To be done.
#1 List the four central bankers the February 2018 reading post names, each with the bank where he served.
#2 According to the February 2018 reading post, whose intervention got the Greenwich experts to finally accept Harrison's invention?
#3 Continue the February 2018 reading post from the point where it stops.

Document extract.
▽

06 Mar Books I read in... February 2018
I have no idea where February went. It seemed to fly by. I did manage to fit in some good reads though….
This was definitely my best read of the month. Morgan Housel wrote in a blog post last month, “One of my favourite ideas is that people should read more history and fewer forecasts.” This phrase kept popping into my mind throughout this book.
Ahamed was writing this book in October 2008 at the height of the last ‘Great Financial Crisis’ and at that point had no idea whether the outcome would be similar to that of 1929.
The book covers the period from pre WW1 to the outbreak of WW2 and concentrates on the roles of four men who dominated the world of international banking during the period leading up to the 1929 market crash: Montagu Norman at the Bank of England; Emile Moreau at the Banque de France; Hjalmar Schacht at the Reichsbank and Benjamin Strong at the Federal Reserve Bank of New York.
All played their part in the series of events which ultimately led to the Great Depression, starting with the crippling reparations imposed on Germany after WW1 and their dogged determination to stick to the gold standard.
It’s worth bearing in mind that in 1914 most central banks were still privately owned and their single most important objective was to preserve the value of their respective countries’ currencies, all of which were on the gold standard.
The book is a fascinating journey chronicling the decisions – both good and bad – made by these central bankers, which ultimately led to the greatest worldwide economic downturn we have ever seen. Ahamed concludes that, more than anything else, the Great Depression was caused by “a failure of intellectual will, a lack of understanding about how the economy operated.” John Maynard Keynes features heavily in the book – often as a lone voice in the wilderness. Towards the end of his life he stated in a speech that economists are the “trustees, not of civilisation, but of the possibility of civilisation.” I think he had a point.
This was another great read.
I had not realised that latitude and longitude were known about as far back as 3BC. While plotting latitude on a map is a relatively straightforward matter, as the zero-degree parallel of latitude is fixed by the laws of nature, longitude can only be calculated at sea by knowing what time it is aboard ship and also the time at the home port or another place of longitude at that very same moment. It would be over four centuries before the longitude conundrum could be solved, and the person who eventually solved the problem would not be one of the world’s great astronomers such as Newton, Halley or Galileo but a humble English clockmaker, self-taught, called John Harrison.
Parliament passed The Longitude Act in 1714, which offered a handsome cash prize to anyone for a ‘Practicable and Useful’ means of determining longitude.
It took Harrison forty years before the ‘scientific elite’ at Greenwich finally accepted his invention – although it took the intervention of King George III to get them to do so. They were convinced that the solution lay in astronomy, not mechanics, and repeatedly changed the rules whenever they saw fit to prevent Harrison being awarded the prize.

△

Supplied data.
▽

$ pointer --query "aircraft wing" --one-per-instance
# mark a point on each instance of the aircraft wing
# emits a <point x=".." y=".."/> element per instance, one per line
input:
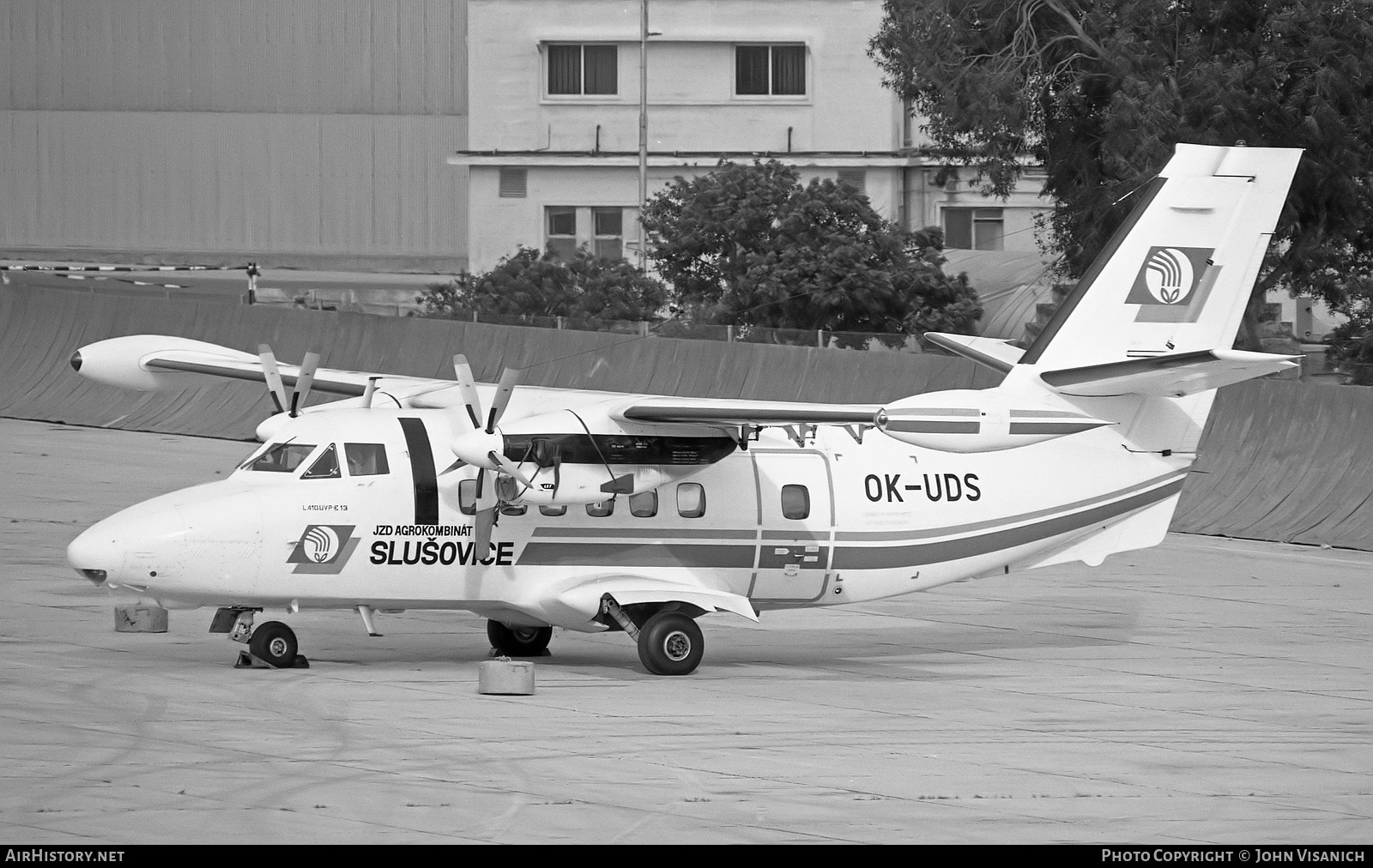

△

Answers per task.
#1
Montagu Norman, Bank of England
Emile Moreau, Banque de France
Hjalmar Schacht, Reichsbank
Benjamin Strong, Federal Reserve Bank of New York

#2 King George III's.

#3
Harrisons four clocks now reside here at Greenwich Royal Observatory which, as we all know, is also the site of the prime meridian of the world – zero degrees longitude. I’ve never been to either the museum or the Royal Observatory. Thanks to this book, I will be planning a trip to remedy that.
There comes a time in the life cycle of many small businesses who have managed to survive the start-up phase and move into consistent profitability, when they will be faced with the choice of whether they want to go all out for growth and become big businesses.
The accepted wisdom is that businesses must grow or die. This book set out to prove that’s no longer the case and that it is possible for businesses to stay small, make a huge contribution to the lives of their employees and communities and still be financially successful, stable companies.
Burlingham studied a total of 14 businesses in 2004 and the original version of this book was published the following year. This 10th anniversary edition includes an update on what has happened to the companies since then.
I found this book fascinating – as a small business owner, who frankly has no desire to become the owner of a huge business. As the founder of one of the companies Burlingham studied stated, “A business without a soul is not something I’m interested in working at.”
Not all the founders were great business people – they had to learn difficult lessons along the way and some of them didn’t make it, for one reason or another.
I would recommend this book to any small business owner – there are several lessons learned about which any business owner could benefit from reading. It’s also inspiring in terms of what some of these companies have managed to achieve, without ‘selling out’. Great book.
This was my favourite fiction read of the month.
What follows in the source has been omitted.